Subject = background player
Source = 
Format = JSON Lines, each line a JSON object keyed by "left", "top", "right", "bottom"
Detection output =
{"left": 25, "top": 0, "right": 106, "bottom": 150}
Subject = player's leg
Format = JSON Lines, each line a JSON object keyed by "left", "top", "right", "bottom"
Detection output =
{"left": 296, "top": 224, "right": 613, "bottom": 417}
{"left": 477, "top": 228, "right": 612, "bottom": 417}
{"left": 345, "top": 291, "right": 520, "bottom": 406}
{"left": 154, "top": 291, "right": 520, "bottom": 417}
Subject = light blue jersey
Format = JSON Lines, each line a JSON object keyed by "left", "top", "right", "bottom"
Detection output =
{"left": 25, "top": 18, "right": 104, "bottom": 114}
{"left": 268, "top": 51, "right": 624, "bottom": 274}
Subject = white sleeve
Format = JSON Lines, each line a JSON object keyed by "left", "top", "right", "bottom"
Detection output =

- [About this exercise] Everything in the data above must be reproduced exactly.

- [Exercise solution]
Subject = background player
Source = 
Format = JSON Lines, each line a JSON object keyed by "left", "top", "right", "bottom"
Detection output =
{"left": 25, "top": 0, "right": 106, "bottom": 150}
Subject = player's leg
Format = JSON Lines, each line a JSON object keyed by "left", "top", "right", "bottom"
Detection output =
{"left": 296, "top": 224, "right": 613, "bottom": 417}
{"left": 477, "top": 228, "right": 612, "bottom": 417}
{"left": 345, "top": 291, "right": 520, "bottom": 406}
{"left": 154, "top": 291, "right": 520, "bottom": 417}
Subject = light blue jersey
Format = JSON Lines, each line a JSON object keyed by "left", "top", "right", "bottom"
Detection output =
{"left": 25, "top": 18, "right": 104, "bottom": 114}
{"left": 268, "top": 51, "right": 624, "bottom": 274}
Subject = white sleeve
Format = JSON Lines, each line a JSON object keyed by "left", "top", "right", "bottom"
Detection output =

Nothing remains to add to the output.